** Material for this task follows **

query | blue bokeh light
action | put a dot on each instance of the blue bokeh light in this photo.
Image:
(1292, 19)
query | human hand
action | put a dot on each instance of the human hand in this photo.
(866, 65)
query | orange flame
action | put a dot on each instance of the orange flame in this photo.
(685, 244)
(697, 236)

** End of Material for this task **

Gather all lines from the listing above in which "light" occurs.

# [Answer]
query | blue bokeh light
action | put a dot on each instance of the blue bokeh light in this photo.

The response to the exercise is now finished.